Work to be completed: Extend the page on the research behind Flying Start to Literacy, picking up after its final line.

Page extract:
"""

Research based

Research evidence

Flying Start to Literacy is based on research from the National Early Literacy Panel (2008) and the National Reading Panel (2000) in the United States, the Rose Report (2006) in Britain, Teaching Reading (2005) in Australia, and several other major books, reports, and research investigations into early literacy teaching.

Significant findings are:

High-frequency words should have a high rate of repetition.
Clay, 2002; Elley, 1989; Hargis, Terhaar-Yonkers, Williams, and Reed, 1988; Helman and Burns 2008; Hiebert, Brown, Taitague, Fisher, and Adler, 2004; Fry, and Kress, 2006.

Key vocabulary needs to be controlled and introduced systematically.
Hiebert and Sailors 2009; Helman and Burns, 2008; Mesmer and Cumming, 2009.

A variety of text types enable the development of a range of reading strategies.
Duke and Buillman, 2009; Derewianka, 1990.

Reading and writing are linked.
Derewianka, 1990; Paquette, 2007; McCarrier, Fountas and Pinnell, 2000.

Text difficulty should be carefully sequenced to build reading strategies.
Clay, 2002; Fountas and Pinnell, 2006.

Phonics and phonemic awareness need to be taught systematically and explicitly.
Ehri, Nunes, Stahl, and Willows, 2001; Torgerson, Brooks, and Hall, 2006; Paris, 2005.

Fluency enhances comprehension.
Pressley, Gaskins, and Fingeret, 2006; Rasinsky, 2006.

Assessment should be ongoing and should inform instruction.
Snow and Van Hemel, 2008.

How Flying Start to Literacy applies the research findings reflecting best teaching practice.

Key vocabulary needs to be controlled and introduced systematically.
• Connected, paired books revisit key vocabulary in different text types.

High-frequency words should have a high rate of repetition.
• Connected, paired books present the same high-frequency words in different sentence structures and contexts.

"""

Excerpted data:

"""

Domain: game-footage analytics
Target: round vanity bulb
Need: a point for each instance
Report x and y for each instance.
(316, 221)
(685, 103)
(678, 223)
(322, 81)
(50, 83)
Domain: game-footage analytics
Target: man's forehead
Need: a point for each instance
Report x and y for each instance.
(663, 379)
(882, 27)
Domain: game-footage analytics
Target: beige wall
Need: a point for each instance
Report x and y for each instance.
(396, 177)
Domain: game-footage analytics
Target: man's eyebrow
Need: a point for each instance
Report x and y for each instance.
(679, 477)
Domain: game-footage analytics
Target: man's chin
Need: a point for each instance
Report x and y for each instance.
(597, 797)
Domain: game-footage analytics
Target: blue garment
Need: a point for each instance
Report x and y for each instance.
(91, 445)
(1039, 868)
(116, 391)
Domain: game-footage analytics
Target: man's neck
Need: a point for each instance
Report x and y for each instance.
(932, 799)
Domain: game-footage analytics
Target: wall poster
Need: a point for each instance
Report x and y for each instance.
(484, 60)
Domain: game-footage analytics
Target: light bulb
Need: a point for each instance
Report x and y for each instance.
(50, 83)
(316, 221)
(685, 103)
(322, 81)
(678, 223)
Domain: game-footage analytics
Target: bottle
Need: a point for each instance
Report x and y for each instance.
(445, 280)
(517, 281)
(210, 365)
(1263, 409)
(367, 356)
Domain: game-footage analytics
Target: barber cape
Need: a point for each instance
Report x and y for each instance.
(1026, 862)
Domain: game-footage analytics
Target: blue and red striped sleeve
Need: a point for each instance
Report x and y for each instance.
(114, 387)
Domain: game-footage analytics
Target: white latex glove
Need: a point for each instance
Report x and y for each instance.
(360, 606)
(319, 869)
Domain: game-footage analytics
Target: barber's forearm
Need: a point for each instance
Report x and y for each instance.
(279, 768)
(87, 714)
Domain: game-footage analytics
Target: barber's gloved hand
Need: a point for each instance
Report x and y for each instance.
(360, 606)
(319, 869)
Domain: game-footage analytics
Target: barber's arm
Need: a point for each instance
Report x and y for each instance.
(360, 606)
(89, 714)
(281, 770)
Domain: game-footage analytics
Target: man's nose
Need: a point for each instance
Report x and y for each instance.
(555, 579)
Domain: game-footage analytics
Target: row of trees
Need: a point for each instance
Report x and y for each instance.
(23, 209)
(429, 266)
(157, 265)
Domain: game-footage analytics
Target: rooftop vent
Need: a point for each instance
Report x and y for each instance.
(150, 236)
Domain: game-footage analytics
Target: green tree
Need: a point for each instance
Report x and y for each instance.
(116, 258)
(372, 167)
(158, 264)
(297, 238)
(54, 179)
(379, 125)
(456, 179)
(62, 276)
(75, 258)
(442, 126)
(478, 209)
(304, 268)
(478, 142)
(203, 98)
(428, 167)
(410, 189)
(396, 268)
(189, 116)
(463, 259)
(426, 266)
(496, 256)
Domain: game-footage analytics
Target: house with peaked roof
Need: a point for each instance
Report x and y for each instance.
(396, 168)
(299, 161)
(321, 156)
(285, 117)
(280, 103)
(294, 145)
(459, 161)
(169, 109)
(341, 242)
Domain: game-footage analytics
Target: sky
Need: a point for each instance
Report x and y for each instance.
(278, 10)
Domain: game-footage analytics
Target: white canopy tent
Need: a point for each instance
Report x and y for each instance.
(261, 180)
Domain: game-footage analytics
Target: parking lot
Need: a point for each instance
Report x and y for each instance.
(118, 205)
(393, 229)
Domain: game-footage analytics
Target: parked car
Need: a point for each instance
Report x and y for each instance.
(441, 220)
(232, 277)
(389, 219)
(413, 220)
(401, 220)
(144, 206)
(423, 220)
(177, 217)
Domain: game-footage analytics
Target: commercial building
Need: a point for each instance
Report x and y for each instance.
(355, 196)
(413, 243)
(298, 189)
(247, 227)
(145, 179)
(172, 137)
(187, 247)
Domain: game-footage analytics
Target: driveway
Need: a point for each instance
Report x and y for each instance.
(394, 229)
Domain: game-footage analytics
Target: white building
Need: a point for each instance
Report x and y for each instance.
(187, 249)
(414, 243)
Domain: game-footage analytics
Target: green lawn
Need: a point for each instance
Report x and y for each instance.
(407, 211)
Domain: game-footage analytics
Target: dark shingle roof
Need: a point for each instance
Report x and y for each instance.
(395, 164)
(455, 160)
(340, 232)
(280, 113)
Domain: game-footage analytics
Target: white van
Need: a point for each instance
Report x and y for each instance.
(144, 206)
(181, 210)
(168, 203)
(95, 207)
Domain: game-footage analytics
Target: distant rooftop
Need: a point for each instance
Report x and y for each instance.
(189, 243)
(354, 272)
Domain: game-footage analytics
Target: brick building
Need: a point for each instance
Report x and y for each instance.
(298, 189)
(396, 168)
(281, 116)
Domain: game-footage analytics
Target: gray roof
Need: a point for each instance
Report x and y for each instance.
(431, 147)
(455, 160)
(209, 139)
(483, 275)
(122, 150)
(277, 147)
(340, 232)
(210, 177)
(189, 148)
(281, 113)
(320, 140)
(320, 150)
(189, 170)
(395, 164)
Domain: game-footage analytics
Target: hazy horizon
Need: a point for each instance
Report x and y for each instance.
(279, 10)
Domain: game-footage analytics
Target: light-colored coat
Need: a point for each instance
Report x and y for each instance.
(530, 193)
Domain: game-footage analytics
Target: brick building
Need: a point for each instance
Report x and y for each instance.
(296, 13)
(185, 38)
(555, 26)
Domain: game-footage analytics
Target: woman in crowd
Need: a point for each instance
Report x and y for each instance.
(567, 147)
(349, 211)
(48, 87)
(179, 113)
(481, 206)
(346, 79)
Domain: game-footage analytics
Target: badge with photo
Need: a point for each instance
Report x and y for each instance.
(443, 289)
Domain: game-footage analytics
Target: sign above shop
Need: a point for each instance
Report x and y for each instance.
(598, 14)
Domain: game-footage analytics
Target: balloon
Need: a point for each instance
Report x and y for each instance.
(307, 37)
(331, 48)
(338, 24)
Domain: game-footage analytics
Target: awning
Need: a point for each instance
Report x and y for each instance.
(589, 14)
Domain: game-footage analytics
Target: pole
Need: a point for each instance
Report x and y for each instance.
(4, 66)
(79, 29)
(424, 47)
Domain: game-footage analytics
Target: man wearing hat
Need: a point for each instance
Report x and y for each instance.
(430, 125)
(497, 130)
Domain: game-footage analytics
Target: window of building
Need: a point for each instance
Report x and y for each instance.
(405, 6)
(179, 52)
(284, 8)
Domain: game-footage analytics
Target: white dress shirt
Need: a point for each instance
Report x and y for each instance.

"""

Written response:
A variety of text types enable the development of a range of reading strategies.
• Text types with different structures and text features build reading strategies.

Text complexity should be carefully sequenced to build reading strategies.
• Flying Start to Literacy is sequenced into 7 Developmental stages and Guided Reading Levels A-P™.

Phonics and phonemic awareness need to be taught systematically and explicitly.
• Underpinning the program is a systematic and explicit sequence of phonemic awareness and phonics.
• Re-reading of books to improve word identification skills and comprehension is emphasized throughout the program.

Fluency enhances comprehension.
• A Broad range of strategies builds students’ comprehension and fluency.

Reading and writing are linked.
• The range of text types and the pairing of informational and narrative texts provide models of writing for the readers.

Assessment should be ongoing and inform instruction.
• Each Lesson Plan identifies a reading strategy for that book and monitoring points alert the teacher to observe how each student is using the selected strategy.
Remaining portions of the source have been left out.